Please print the material below word for word, from its start through the first line that contains "[[315, 166]]", both ends included.

═══ INPUT RECORDS

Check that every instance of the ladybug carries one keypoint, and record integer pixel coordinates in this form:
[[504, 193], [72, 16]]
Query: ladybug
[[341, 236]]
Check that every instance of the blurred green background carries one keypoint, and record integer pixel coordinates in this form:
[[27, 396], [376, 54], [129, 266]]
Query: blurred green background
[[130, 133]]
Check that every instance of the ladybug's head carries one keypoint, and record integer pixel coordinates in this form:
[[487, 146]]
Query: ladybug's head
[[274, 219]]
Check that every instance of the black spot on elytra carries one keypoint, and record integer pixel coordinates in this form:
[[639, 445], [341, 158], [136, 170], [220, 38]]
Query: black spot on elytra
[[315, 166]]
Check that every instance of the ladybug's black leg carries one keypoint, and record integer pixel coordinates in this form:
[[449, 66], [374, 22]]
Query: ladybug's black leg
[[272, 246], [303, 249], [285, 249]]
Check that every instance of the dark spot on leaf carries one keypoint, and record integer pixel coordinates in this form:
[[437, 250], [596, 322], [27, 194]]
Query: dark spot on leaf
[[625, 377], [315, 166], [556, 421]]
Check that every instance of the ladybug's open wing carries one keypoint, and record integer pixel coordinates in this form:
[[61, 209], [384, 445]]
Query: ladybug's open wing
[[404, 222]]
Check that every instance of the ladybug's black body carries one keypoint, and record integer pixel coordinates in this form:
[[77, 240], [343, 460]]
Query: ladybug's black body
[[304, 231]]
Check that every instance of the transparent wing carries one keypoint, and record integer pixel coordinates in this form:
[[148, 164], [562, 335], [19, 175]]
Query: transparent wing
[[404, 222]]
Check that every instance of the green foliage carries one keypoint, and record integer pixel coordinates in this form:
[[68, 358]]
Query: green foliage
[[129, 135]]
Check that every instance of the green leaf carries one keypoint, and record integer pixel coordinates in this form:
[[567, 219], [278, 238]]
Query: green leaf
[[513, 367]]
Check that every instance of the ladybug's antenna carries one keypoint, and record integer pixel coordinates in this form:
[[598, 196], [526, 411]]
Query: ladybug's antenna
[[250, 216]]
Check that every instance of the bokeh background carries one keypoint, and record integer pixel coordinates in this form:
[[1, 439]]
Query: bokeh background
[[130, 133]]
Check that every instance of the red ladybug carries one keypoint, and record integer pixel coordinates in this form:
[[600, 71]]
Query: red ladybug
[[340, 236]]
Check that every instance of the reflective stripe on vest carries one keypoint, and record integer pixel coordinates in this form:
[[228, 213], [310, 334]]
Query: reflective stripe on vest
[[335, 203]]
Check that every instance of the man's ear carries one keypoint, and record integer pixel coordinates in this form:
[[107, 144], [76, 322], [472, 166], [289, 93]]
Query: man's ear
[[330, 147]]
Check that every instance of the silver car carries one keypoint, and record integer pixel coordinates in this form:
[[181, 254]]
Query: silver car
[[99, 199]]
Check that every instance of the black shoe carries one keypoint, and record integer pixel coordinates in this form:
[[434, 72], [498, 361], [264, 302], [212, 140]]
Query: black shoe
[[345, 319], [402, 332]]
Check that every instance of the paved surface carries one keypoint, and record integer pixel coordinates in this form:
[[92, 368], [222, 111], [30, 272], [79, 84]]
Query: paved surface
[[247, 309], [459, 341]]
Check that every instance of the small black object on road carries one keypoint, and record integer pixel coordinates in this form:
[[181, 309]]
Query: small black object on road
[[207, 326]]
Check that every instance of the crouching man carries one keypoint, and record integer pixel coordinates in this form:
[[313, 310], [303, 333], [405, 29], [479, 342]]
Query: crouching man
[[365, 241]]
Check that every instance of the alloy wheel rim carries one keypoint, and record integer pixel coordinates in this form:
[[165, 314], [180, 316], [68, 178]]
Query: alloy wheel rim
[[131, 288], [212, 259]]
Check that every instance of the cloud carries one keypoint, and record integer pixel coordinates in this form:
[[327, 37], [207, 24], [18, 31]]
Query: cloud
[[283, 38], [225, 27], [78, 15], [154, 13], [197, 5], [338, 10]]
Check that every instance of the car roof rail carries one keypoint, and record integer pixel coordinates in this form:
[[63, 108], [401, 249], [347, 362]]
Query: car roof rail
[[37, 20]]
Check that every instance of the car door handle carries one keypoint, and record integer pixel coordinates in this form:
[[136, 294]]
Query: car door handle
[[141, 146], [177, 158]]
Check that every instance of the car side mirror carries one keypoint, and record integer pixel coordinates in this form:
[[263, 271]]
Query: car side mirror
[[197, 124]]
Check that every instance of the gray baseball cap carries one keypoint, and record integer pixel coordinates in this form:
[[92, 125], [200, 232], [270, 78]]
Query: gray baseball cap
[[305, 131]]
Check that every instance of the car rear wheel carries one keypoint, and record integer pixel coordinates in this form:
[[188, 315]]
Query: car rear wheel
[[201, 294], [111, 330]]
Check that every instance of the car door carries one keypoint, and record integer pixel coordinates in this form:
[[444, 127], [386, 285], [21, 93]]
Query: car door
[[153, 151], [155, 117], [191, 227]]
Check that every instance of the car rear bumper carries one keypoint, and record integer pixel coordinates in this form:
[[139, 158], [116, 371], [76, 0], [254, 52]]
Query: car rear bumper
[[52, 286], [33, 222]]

══════

■ **EXERCISE SOLUTION**
Check that every instance of the ladybug carries one keypoint, and record integer pixel coordinates in this form:
[[504, 193], [72, 16]]
Query: ladybug
[[341, 236]]
Check that every instance of the blurred green background carries one keypoint, and record integer pixel coordinates in this form:
[[27, 396], [376, 54], [129, 266]]
Query: blurred green background
[[130, 133]]
Check that every instance of the ladybug's head carries one keypoint, and record integer pixel coordinates in this form:
[[487, 146]]
Query: ladybug's head
[[274, 219]]
Check that every instance of the black spot on elytra carries one keypoint, and record integer pixel coordinates in this form:
[[639, 445], [341, 158], [136, 170], [220, 38]]
Query: black spot on elytra
[[315, 166]]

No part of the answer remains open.